Provided passage
>>>>
Recent studies on the impact of nature on humans’ wellbeing show that spending at least two hours in nature, per week, is strongly associated with self-reports of being in good health and having high wellbeing. Further research indicates that if you spend as little as 10-20 minutes sitting or walking in green spaces, this can have a meaningful impact in reducing stress, anger, anxiety, and in increasing vigour, comfort, positive affect, and a sense of feeling refreshed.
The World Health Organisation in its Urban Green Spaces and Health report of 2016 references green space as directly contributing to physical health including improved air quality, increased physical activity, and stress reduction. Just as important is the impact that green spaces have on communities, enhancing a sense of cohesion and resilience as people deal with natural disasters or extreme weather events.
As climate change continues to unfold on our own front doorsteps, experts and philosophers alike are predicting a new wave of ‘homesickness’ – or intense melancholia – felt while still at home. It’s a phenomenon that occurs as we observe our home environments changing in distressing ways that feel beyond our control. And it comes as a direct result of a period of time which has been labelled the Anthropocene.
Living in the Anthropocene
One of the greatest challenges to our health and happiness is the climate crisis arising as a result of the Anthropocene. The Anthropocene is an unofficial classification of a period of time when human activity started having a significant impact on the planet’s climate and ecosystems. It’s also referred to as the Age Of Humans: the current geological epoch, marked by significant human impact on the environment, resulting in climate change, habitat destruction, and species extinction.
Most notably, the Anthropocene is characterised by a worldview that separates humans from nature and sees the planet as a resource to be exploited for human use.
Realising that the crisis is on our doorstep
The climate crisis has, for too long, been viewed as a bad luck phenomenon that is happening ‘over there’ but never ‘here’. As Dr Simone Thornton, a Lecturer of Philosophy in the School of Humanities and Social Inquiry at the University of Wollongong, points out.
<<<<
Exercise aim
Please reproduce the part of the passage above on nature and wellbeing that opens with the words containing "Living in the" and closes with "and species extinction.".

Records shown
>>>>
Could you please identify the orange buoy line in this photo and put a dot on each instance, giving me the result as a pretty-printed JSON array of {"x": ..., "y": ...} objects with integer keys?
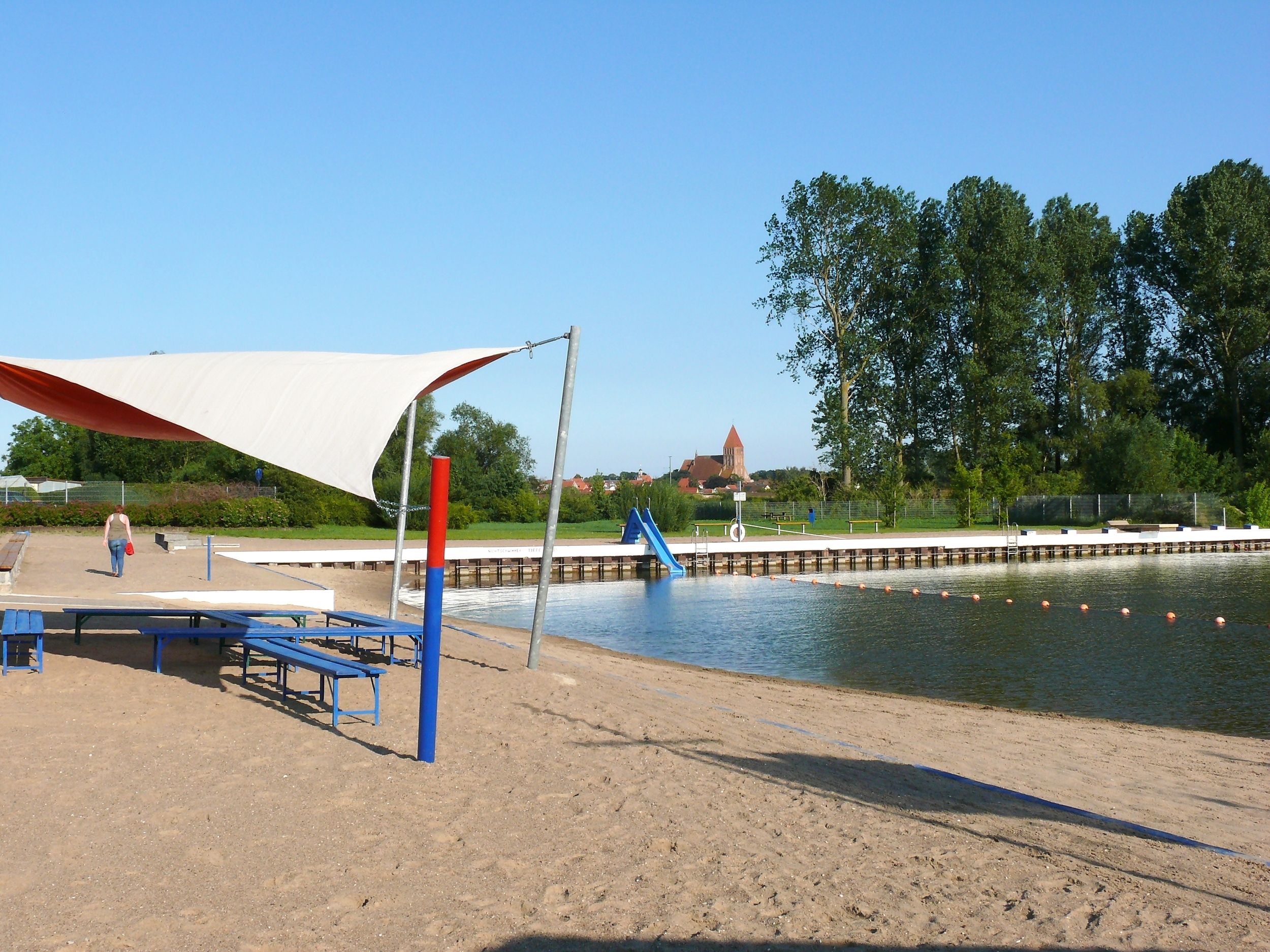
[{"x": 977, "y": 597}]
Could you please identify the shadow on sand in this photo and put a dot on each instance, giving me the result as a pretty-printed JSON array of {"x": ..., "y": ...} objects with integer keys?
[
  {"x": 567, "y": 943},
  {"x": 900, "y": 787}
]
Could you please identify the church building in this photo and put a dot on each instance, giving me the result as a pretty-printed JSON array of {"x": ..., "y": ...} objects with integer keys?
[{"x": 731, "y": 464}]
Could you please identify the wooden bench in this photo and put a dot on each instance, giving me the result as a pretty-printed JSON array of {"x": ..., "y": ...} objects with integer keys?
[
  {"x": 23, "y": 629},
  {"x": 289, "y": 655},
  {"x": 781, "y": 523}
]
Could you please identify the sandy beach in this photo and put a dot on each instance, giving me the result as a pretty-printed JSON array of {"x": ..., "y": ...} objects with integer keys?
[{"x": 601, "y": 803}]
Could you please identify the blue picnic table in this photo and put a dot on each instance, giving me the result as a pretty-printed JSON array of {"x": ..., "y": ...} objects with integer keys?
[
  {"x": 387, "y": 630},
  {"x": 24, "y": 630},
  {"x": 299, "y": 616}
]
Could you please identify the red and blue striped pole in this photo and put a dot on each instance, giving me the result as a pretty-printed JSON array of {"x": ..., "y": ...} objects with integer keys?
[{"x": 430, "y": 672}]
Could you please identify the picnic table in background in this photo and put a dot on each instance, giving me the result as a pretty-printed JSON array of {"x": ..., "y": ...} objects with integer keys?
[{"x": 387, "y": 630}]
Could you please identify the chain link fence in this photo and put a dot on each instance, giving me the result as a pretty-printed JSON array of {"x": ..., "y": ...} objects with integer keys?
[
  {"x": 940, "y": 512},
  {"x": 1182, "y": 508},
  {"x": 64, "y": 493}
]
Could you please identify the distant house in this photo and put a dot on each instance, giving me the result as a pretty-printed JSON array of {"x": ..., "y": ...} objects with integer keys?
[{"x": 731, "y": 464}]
<<<<
Solution to this exercise
Living in the Anthropocene
One of the greatest challenges to our health and happiness is the climate crisis arising as a result of the Anthropocene. The Anthropocene is an unofficial classification of a period of time when human activity started having a significant impact on the planet’s climate and ecosystems. It’s also referred to as the Age Of Humans: the current geological epoch, marked by significant human impact on the environment, resulting in climate change, habitat destruction, and species extinction.